**Aim**
Copy the lines below exactly, from the first line through the line that contains "point(667, 694)", including both.

**Information given**

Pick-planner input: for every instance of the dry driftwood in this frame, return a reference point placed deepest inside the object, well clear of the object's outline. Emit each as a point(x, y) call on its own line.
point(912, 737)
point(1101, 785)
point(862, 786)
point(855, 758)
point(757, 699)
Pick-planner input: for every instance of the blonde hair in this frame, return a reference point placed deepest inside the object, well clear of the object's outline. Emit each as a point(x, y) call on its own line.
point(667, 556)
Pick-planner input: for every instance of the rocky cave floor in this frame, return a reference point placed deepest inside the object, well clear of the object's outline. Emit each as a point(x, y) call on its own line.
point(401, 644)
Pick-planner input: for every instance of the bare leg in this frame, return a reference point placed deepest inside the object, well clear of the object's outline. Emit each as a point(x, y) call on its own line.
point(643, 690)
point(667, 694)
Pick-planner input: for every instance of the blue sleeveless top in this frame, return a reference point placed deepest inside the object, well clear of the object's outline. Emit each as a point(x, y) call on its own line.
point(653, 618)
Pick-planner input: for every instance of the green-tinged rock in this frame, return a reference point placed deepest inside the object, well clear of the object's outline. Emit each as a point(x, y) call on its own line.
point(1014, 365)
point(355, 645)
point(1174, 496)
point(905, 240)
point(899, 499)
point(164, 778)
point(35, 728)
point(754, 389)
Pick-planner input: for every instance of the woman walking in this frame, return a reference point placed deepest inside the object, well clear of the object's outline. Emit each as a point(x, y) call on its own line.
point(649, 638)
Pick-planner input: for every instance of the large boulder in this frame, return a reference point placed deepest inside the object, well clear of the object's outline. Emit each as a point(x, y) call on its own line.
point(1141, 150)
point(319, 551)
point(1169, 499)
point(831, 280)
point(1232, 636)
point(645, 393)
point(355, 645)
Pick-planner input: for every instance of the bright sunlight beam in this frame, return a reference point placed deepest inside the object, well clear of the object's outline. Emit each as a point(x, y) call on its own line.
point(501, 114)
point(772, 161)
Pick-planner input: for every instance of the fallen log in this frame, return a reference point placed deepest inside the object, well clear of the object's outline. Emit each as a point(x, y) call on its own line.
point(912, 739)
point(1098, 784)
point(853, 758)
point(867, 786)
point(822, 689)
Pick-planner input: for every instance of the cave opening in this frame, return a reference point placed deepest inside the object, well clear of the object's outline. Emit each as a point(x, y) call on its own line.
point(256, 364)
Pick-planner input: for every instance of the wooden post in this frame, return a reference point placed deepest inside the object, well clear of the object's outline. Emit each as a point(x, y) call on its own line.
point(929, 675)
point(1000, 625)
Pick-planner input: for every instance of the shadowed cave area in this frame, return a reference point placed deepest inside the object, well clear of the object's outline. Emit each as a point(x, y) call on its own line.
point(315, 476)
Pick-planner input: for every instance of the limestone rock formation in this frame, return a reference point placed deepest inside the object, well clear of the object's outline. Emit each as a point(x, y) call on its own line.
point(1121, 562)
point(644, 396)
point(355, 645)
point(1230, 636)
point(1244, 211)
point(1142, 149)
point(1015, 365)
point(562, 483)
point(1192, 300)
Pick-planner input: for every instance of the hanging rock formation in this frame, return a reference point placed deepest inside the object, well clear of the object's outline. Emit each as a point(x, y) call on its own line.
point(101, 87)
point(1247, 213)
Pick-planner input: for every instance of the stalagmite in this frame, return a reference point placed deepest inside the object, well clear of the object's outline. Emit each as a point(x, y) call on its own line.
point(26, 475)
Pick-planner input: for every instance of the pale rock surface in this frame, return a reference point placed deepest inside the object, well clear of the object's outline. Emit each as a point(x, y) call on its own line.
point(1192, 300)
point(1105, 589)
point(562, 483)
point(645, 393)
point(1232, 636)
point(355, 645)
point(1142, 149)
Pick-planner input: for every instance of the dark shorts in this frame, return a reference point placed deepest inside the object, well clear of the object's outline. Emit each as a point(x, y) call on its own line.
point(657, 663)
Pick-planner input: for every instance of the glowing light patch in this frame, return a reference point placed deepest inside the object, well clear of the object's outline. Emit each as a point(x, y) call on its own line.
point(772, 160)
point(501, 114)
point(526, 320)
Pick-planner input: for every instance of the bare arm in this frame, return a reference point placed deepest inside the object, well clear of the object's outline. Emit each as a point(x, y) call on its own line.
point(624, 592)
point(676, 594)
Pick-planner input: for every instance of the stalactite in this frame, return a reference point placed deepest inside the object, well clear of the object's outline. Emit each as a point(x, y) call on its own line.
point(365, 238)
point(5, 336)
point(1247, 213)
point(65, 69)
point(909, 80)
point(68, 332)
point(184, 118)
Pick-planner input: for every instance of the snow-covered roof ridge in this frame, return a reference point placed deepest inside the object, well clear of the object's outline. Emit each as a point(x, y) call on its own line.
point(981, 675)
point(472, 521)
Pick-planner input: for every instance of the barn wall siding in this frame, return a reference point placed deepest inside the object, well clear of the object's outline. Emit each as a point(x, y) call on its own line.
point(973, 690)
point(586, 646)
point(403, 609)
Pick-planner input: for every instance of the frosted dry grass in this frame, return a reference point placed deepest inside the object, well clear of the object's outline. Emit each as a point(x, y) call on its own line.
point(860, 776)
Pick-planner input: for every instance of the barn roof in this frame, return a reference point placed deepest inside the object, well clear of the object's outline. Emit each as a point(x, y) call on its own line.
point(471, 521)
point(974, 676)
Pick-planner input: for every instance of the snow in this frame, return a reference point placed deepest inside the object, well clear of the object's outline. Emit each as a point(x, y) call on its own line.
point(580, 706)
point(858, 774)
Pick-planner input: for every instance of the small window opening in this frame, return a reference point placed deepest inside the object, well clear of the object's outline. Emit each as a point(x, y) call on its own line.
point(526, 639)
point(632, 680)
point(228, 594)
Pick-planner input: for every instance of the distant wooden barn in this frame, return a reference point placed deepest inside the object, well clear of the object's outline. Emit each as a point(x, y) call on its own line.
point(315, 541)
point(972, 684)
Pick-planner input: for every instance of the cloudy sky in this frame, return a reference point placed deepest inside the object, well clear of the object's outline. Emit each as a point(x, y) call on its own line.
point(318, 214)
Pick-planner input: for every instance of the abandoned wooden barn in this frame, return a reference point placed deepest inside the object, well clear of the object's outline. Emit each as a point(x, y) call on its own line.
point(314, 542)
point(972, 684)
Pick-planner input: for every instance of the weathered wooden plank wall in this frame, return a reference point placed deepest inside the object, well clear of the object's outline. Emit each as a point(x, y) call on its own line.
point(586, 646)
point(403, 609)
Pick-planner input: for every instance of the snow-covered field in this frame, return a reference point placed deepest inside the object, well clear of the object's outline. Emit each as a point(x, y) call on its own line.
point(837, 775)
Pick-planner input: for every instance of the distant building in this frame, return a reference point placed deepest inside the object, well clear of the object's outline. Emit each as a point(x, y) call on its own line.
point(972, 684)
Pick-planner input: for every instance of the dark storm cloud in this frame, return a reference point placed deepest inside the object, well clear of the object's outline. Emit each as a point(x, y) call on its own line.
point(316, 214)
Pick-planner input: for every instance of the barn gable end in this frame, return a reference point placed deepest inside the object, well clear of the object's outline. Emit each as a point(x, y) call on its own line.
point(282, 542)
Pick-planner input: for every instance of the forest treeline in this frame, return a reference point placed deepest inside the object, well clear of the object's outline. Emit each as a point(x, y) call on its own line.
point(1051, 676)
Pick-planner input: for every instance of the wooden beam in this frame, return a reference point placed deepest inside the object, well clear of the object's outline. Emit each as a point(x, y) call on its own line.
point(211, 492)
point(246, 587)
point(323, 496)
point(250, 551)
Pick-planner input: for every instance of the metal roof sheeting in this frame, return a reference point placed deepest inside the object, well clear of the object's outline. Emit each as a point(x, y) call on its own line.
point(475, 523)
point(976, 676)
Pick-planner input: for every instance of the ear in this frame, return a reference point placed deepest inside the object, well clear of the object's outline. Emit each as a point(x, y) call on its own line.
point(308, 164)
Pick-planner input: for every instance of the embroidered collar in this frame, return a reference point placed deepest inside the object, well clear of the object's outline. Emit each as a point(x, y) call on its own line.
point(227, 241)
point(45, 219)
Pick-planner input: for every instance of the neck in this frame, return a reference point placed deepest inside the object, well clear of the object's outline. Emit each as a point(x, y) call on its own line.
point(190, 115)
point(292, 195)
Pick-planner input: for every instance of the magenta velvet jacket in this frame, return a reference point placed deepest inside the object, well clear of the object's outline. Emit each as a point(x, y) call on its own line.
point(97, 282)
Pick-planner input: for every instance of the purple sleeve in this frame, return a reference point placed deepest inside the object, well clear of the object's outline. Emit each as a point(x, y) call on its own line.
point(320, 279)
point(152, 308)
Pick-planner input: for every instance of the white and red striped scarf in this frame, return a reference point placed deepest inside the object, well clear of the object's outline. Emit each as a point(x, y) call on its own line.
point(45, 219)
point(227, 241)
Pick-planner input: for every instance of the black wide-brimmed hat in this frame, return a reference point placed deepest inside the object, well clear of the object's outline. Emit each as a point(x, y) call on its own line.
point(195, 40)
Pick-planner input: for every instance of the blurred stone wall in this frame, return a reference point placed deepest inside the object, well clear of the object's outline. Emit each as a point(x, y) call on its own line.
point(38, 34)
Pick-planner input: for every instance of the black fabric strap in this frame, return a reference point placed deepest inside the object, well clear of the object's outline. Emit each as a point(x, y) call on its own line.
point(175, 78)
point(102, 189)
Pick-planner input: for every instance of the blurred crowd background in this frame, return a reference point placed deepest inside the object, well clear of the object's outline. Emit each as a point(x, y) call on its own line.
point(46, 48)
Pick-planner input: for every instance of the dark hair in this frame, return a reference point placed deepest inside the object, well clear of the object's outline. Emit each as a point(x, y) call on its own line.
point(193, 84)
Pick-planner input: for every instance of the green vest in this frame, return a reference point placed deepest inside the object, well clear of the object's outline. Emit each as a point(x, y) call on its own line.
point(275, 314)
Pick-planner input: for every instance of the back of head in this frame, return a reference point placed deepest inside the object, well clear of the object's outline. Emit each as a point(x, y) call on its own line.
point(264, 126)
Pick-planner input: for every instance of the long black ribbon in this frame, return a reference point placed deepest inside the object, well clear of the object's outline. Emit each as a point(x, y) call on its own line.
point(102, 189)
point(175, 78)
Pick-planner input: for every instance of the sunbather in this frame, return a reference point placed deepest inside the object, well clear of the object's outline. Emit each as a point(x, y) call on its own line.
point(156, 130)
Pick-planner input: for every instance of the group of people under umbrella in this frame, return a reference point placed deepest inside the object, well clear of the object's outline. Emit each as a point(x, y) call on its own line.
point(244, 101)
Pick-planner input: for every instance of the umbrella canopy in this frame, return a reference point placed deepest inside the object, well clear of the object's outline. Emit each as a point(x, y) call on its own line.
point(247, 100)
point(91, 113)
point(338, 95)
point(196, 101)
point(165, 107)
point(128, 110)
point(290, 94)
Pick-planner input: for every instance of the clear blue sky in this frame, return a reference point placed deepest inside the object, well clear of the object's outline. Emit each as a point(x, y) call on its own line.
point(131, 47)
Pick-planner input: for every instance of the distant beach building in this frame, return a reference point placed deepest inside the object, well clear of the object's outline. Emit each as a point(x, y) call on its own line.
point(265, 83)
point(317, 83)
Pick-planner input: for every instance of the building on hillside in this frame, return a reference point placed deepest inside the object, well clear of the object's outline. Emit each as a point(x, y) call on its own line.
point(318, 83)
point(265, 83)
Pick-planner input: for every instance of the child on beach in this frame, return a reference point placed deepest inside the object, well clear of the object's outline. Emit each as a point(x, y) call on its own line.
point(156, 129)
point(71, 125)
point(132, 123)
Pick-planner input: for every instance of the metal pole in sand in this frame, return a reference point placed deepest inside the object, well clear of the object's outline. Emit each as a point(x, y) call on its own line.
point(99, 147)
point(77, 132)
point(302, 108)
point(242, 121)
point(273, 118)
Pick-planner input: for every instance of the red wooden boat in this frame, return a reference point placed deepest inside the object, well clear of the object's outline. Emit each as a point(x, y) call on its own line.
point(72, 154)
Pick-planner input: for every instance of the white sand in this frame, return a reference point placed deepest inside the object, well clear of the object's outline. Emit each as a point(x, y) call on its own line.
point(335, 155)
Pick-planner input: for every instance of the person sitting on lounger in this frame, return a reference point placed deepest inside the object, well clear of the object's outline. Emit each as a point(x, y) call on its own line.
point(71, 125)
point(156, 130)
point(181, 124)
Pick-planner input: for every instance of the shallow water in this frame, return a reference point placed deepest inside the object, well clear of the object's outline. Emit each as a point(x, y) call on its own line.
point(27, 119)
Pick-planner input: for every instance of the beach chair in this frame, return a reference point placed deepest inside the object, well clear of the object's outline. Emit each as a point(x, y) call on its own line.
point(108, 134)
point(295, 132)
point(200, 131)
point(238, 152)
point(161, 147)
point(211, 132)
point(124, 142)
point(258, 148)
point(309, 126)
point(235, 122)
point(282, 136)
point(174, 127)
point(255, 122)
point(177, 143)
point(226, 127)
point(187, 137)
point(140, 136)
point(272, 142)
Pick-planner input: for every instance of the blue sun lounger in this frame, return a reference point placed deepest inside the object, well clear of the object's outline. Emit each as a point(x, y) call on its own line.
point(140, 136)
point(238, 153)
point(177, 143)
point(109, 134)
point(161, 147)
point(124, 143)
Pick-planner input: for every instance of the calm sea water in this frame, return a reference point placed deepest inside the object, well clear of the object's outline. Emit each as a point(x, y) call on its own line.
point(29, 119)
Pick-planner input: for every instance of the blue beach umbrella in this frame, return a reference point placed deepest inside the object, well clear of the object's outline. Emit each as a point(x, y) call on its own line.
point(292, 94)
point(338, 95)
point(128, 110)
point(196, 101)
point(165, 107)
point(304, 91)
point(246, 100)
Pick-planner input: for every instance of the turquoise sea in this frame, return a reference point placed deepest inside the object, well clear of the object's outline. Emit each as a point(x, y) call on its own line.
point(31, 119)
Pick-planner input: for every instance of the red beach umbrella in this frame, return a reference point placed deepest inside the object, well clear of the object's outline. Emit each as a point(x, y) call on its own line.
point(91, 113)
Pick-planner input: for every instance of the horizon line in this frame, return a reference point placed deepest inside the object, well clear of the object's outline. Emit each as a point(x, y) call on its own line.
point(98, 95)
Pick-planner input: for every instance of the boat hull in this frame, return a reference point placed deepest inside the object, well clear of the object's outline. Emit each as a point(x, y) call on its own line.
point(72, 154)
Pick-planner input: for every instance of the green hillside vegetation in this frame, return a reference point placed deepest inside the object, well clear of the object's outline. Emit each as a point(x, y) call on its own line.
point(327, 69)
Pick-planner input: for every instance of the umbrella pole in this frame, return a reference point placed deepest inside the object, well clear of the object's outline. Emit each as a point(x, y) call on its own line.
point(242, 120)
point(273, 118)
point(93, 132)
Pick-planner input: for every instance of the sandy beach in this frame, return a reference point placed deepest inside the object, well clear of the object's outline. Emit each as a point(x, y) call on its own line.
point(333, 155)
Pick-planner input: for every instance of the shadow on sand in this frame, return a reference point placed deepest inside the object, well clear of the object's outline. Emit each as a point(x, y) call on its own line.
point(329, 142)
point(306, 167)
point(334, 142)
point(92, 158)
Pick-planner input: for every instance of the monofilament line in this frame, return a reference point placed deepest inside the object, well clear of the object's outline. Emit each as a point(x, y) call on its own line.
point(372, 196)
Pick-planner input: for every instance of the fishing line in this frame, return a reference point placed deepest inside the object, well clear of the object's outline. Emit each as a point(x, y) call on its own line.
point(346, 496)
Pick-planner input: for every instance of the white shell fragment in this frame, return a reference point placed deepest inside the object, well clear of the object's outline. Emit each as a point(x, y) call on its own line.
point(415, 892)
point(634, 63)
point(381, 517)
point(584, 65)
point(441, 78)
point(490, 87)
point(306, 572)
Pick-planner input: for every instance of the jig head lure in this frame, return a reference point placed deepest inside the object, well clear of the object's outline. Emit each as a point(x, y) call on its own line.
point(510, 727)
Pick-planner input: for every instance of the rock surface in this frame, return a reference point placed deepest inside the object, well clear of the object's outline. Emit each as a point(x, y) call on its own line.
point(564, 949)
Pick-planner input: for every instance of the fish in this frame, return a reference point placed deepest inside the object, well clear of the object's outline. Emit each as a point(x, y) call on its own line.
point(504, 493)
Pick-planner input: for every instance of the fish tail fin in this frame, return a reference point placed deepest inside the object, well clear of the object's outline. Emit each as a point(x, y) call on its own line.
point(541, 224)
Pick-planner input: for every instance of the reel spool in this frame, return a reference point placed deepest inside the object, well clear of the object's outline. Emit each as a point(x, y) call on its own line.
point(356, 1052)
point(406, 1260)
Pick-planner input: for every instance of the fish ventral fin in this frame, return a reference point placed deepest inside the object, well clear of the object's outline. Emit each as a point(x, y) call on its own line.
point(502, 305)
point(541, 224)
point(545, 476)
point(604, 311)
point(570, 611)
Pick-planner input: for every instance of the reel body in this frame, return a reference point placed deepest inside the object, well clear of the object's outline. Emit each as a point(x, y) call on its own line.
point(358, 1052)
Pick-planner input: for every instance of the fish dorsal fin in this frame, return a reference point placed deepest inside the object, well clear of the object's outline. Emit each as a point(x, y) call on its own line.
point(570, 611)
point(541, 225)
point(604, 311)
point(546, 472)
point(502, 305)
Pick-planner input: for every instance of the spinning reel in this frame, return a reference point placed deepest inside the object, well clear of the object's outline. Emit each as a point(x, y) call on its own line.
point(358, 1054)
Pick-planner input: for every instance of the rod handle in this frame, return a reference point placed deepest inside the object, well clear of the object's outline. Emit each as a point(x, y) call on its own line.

**Complete response**
Pick-planner input: for every instance of the dry driftwood in this frame, return a reference point placed deepest inside the object, well clear of the object's outline. Emit each as a point(x, y) call on its own line.
point(912, 737)
point(1101, 785)
point(862, 786)
point(855, 758)
point(757, 699)
Pick-planner input: for every instance of the blonde hair in this frame, return a reference point placed deepest inside the object, well clear of the object's outline. Emit each as a point(x, y) call on its own line.
point(667, 556)
Pick-planner input: for every instance of the rocky cave floor in this frame, return a reference point placed deepest inside the object, well clear of the object's outline. Emit each as a point(x, y) call on its own line.
point(401, 644)
Pick-planner input: for every instance of the bare leg in this frame, return a reference point placed deepest inside the object, well clear of the object's outline. Emit each as a point(x, y) call on its own line.
point(643, 690)
point(667, 694)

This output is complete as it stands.